### Objective
Resume the passage on the CARRA Arctic reanalysis system, writing on from the point where it stops.

### Extract provided
● ● ● ●

For application in the CARRA reanalysis, a variety of adaptations and improvements have been necessary to treat the special circumstances which deviate from the usual scenario typical in real time operational forecasting applications. As baseline in observation data usage, the same data sets covering the entire CARRA reanalysis period as used by the Copernicus global reanalysis project ERA5 are used. Furthermore, changes on the code interface were necessary to use ERA5 hourly global reanalysis as lateral boundaries. In addition, to optimize the quality of CARRA, numerous improvements on model and assimilation algorithm have been implemented after extensive tests. Changes have also been made to take on board data from local meteorological service conventional observation archive collections, the re-processed remote sensing data including ocean and sea ice, improved datasets on orography, physiographic database (PGD) and gridded glacier albedo data. These changes to the system are described in the following sections.

2.2. Extensions and developments

2.2.1. System harmonization and efficiency tuning

The CARRA reanalysis production is performed on the High Performance Computation Facility (HPCF) at the European Center for Medium-range Weather Forecasts (ECMWF), which includes use of Meteorological Archival and Retrieval System (MARS) and the ECMWF File Storage (ECFS) system. In order to ensure continuous and efficient production for the 24-year reanalysis on both domains, various technical adaptations have been made with the HARMONIE-AROME scripting system to optimize preparation of input data, job scheduling suites under the ECFLOW tool, post-processing of analysis and model fields and archiving.

Harmonization

The CARRA reanalysis builds on the experience from the two operational Arctic NWP suites in use for operational NWP at DMI/IMO (West domain, Yang et al 2018) and MET Norway (East domain, Müller et al, 2017). Although both of these operational setups are based on HARMONIE 40h1 (Bengtsson et al, 2017), there exist differences in configuration options, most of which are justified by the operational experiences and needs. These include the use of different spectral grids, physiographic database and handling of glacier ice, the options involving mixing phase microphysics, approaches to derive structure functions, sources of observation data, assimilation of snow observation reports, microphysics options etc. For this reanalysis, all of the differences in configurations have been identified, with harmonization efforts applied accordingly with the final outcome to obtain a unified and optimal setup, to ensure consistency between the datasets for both domains.

HARMONIE-AROME allows use of spectral grids such as cubic or quadratic, both of which apply additional spectral truncation in the dynamic part of computation and thereby reduce significantly computational cost. For the operational IGB configuration in DMI/IMO, a cubic grid has been used, whereas in the operational setup for the Svalbard and northern Scandinavia domain (AROME-Arctic, a subset of the CARRA-West domain), a linear grid is used. Taking into account both verification statistics and computation costs, quadratic grid is selected for both of the CARRA domains.

Adaptation and harmonizing efforts in terms of source code changes and use of data sets have also been necessary concerning orographic and physiographic databases used for both domains, as well as the code and script changes to enable reading of glacier snow albedo data, the external tree height data for Scandinavia. More details are in the following sections.

● ● ● ●

### Records shown
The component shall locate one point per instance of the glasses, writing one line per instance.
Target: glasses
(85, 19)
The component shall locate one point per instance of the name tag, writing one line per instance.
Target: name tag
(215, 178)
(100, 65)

● ● ● ●

### Written response
Efficiency tuning
Since the CARRA production is carried out at the ECMWF HPC, various adaptations to that hardware architecture and software environment have been made to improve throughput and to enable sufficient production speed in order to ensure a timely delivery of the reanalysis.

For the cycling data flow, various changes have been implemented to separate the steps in input data preparation (such as those for lateral boundary preparation and pre-processing of observation data ("MakeCycleInput" job family in the HARMONIE-AROME script), and in the analysis and forecast steps ("Date" job family) , so that the former, which is less computationally intensive but include interaction with storage devices MARS and ECFS, can be made well in advance of the computational intensive steps so as not to be in the critical cycling path. As a long integration (up to 30h) is only run at 00 and 12 UTC each day, whereas analysis and forecast for other base times in 3h interval are only for cycling purpose with minimal forecast length, changes have been made to allow triggering of intermediate cycles immediately after the 3h forecast in done at 00 and 12 UTC, so that assimilation and short range integration can be made in parallel while the longer integration is still ongoing.

The "Obsmon_stat" jobs, which generate assimilation monitoring statistics, read data from the Observation Data Base (ODB) as generated during the assimilation step, compute statistics and write out relevant data in Sqlite3 format ("db" files). Originally one job for each observation and ODB type (ecma and ccma) is submitted to the fractional job queue (nf) at ECMWF HPCF, which turns out to be very inefficient, with many jobs wait in the queue for up to an hour. To solve this, the Obsmon_stat jobs are reorganized so that all jobs associated with a specific ODB type are grouped together and submitted as one job on the parallel nodes (np). This reduces queueing time to minimal, so that the production streams become significantly more stable.

At the ECMWF HPCF, the "ODB_IO_METHOD" setting value of 1 (as in the reference 40h1.1.1 setup) has been found to cause a major bottleneck in the screening task. The setting creates numerous small files in thousands, for each type of ODB (odb, odbvar, odb_ccma). This endangers the "inode" quota (number of files) on the disks of the HPC node cca/ccb and also slow down the IO intensive screening task to take up to half an hour, in contrast to the normal throughput of a few minutes on the operational HPC platforms typically seen in DMI and MET computers. A solution has been found to set ODB_IO_METHOD to 4, which creates much less files on disk, as the distribution of ODB data is handled by MPI communication instead. To enable this, changes on the script and FORTRAN source level, which are backported from the HAROMIE-AROME version 43, have been necessary. With this modification, the elapsed time for screening tasks reduced consistently to around 2 minutes and the throughput increased to the targeted levels.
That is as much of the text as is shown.